■ **EXERCISE OBJECTIVE**:
Reproduce each record in the listing below exactly as written.
──────── INFORMATION GIVEN ────────
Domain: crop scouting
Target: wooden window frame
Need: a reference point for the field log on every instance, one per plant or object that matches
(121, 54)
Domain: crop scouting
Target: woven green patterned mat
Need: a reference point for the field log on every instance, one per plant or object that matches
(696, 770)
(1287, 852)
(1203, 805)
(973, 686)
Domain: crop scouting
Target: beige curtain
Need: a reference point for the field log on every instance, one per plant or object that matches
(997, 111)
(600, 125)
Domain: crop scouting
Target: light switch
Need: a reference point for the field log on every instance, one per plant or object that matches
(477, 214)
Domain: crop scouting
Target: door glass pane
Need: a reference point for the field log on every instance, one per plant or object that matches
────────
■ **FINISHED TASK**:
Domain: crop scouting
Target: wooden window frame
Need: a reference point for the field log on every instance, one per plant or object that matches
(121, 54)
Domain: crop scouting
Target: woven green patterned mat
Need: a reference point for the field log on every instance, one per plant or object that matches
(696, 770)
(1287, 852)
(1203, 805)
(973, 686)
Domain: crop scouting
Target: beige curtain
Need: a reference point for the field log on every instance, one per plant or object that matches
(997, 111)
(600, 125)
Domain: crop scouting
Target: light switch
Need: a reference point for the field log on every instance, one per plant or object that matches
(477, 214)
Domain: crop scouting
Target: door glass pane
Need: a reference point for the field log on every instance, one per plant or object that matches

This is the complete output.